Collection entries
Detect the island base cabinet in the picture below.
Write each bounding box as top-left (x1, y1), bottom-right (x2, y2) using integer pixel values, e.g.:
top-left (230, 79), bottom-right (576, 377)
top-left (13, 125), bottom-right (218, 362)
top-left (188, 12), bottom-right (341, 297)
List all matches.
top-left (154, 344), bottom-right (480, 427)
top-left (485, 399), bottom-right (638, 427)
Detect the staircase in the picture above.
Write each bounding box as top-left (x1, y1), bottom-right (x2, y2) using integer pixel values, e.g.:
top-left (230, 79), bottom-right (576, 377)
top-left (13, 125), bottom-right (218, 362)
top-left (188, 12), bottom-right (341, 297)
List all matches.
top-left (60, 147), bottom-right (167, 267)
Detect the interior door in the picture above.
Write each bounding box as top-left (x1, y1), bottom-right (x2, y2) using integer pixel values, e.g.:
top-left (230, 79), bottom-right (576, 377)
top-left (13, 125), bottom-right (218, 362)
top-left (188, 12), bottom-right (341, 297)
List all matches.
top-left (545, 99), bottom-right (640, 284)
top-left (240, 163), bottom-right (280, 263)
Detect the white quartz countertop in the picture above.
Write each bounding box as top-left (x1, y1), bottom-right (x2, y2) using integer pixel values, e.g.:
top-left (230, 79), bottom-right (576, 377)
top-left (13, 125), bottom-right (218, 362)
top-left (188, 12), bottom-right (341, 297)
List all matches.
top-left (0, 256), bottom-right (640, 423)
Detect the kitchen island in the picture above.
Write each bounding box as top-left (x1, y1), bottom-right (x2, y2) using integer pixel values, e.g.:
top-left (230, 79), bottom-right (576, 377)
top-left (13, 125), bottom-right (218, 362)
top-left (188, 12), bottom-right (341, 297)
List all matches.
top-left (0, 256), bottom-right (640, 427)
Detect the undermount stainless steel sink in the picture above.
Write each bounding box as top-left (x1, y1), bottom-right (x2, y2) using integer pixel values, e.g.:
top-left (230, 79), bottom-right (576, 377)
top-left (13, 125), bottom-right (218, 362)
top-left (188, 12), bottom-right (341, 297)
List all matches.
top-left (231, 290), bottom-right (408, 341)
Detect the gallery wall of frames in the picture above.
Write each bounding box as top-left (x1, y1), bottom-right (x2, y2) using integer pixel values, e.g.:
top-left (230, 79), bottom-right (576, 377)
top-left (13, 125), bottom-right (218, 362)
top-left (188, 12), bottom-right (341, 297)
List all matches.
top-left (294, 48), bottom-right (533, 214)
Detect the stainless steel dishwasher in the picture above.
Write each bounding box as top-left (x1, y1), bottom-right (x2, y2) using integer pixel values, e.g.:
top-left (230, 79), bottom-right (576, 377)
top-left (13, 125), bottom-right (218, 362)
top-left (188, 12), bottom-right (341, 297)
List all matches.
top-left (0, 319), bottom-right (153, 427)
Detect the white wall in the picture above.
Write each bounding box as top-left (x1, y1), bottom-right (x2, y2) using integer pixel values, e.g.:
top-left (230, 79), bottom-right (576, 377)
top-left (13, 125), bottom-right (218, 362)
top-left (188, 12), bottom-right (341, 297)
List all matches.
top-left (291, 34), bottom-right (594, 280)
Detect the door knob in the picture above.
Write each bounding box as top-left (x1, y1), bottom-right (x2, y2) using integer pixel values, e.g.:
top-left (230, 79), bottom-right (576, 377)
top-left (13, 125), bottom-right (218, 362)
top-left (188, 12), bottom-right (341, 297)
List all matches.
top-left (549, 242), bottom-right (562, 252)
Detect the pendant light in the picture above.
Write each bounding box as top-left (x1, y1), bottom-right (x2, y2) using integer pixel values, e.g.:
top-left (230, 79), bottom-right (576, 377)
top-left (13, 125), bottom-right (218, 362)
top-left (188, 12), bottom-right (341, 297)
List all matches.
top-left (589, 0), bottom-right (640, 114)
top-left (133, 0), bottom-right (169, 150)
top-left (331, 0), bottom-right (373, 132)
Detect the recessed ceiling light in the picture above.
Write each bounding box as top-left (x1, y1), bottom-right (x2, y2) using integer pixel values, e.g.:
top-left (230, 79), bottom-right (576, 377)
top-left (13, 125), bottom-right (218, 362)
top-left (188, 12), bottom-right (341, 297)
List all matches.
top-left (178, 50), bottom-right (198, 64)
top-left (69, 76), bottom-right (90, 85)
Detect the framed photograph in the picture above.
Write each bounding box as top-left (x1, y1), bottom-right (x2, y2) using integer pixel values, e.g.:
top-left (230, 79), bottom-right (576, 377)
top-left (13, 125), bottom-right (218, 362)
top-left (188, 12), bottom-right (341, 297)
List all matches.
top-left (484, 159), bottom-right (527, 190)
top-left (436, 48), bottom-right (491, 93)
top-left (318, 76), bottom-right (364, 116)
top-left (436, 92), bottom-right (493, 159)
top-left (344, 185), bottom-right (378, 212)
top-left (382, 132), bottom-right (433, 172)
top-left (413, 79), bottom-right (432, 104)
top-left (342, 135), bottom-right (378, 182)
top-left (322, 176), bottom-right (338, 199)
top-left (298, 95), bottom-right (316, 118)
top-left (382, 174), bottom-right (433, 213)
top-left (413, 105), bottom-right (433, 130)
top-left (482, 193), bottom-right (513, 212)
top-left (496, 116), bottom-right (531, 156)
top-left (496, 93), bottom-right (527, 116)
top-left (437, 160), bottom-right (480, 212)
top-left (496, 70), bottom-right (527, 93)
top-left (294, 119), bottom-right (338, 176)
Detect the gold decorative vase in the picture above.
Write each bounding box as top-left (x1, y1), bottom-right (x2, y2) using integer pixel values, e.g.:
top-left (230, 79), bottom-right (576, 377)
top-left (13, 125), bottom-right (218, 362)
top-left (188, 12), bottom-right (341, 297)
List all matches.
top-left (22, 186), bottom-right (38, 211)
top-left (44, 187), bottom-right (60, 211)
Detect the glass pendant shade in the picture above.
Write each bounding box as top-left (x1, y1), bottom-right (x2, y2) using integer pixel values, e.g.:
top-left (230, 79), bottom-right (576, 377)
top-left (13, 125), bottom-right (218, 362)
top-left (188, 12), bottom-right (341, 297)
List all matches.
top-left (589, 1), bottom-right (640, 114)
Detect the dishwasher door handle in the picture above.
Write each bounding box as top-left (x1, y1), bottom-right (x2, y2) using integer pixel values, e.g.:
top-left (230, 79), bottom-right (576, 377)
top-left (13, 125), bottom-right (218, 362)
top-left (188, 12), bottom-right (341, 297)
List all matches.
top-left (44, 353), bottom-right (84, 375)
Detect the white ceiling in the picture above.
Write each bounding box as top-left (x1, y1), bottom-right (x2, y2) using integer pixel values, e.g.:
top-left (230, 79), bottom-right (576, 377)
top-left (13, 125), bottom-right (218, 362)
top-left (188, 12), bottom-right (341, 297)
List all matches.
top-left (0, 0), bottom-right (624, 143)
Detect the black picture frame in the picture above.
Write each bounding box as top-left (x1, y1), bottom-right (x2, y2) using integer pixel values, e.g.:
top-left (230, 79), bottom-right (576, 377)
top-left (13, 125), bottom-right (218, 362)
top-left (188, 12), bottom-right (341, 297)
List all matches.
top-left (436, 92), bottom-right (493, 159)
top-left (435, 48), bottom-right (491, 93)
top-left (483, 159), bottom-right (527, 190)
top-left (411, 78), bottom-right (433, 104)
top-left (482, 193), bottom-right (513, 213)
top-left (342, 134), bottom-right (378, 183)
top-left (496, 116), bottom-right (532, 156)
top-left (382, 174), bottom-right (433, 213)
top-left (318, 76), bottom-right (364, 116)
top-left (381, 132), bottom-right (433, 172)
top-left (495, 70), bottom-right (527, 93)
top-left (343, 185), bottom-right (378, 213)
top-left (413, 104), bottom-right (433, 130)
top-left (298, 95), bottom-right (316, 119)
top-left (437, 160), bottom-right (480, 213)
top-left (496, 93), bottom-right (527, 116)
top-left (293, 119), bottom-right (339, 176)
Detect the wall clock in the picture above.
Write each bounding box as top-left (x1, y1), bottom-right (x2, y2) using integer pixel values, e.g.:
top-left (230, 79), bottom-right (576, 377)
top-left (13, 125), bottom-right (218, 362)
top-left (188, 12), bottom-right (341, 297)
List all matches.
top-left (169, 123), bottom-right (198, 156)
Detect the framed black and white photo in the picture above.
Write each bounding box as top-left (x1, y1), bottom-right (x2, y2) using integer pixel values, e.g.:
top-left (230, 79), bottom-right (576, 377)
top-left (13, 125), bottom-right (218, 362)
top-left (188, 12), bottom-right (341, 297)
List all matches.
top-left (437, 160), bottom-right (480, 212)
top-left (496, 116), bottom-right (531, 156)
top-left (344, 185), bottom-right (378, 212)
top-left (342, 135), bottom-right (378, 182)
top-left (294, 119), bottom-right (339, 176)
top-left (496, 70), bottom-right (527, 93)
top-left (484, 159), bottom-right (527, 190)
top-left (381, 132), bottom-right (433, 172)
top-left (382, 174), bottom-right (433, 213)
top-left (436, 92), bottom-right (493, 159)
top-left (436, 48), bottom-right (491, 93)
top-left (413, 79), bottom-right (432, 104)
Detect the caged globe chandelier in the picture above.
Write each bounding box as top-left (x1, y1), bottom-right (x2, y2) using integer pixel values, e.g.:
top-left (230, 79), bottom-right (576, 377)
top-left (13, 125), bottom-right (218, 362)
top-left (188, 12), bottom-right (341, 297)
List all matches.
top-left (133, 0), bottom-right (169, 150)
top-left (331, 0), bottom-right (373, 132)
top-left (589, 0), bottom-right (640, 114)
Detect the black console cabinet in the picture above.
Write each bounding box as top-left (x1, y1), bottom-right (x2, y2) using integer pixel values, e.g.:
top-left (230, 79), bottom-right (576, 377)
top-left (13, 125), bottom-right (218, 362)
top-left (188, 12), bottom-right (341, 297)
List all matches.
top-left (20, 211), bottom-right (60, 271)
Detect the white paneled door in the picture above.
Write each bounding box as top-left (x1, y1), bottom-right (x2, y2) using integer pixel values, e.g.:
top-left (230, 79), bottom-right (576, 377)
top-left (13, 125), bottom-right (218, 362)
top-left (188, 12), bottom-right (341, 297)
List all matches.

* _PROBLEM REQUIREMENTS_:
Please reproduce word for word the lines above, from the line containing "Detect the white quartz" through the line containing "top-left (0, 256), bottom-right (640, 423)", with both of those lines included.

* _CORRECT OUTPUT_:
Detect the white quartz countertop in the picture above.
Write each bounding box as top-left (x1, y1), bottom-right (x2, y2) using integer pixel values, e.g.:
top-left (230, 79), bottom-right (576, 377)
top-left (13, 125), bottom-right (218, 362)
top-left (188, 12), bottom-right (341, 297)
List all matches.
top-left (0, 256), bottom-right (640, 423)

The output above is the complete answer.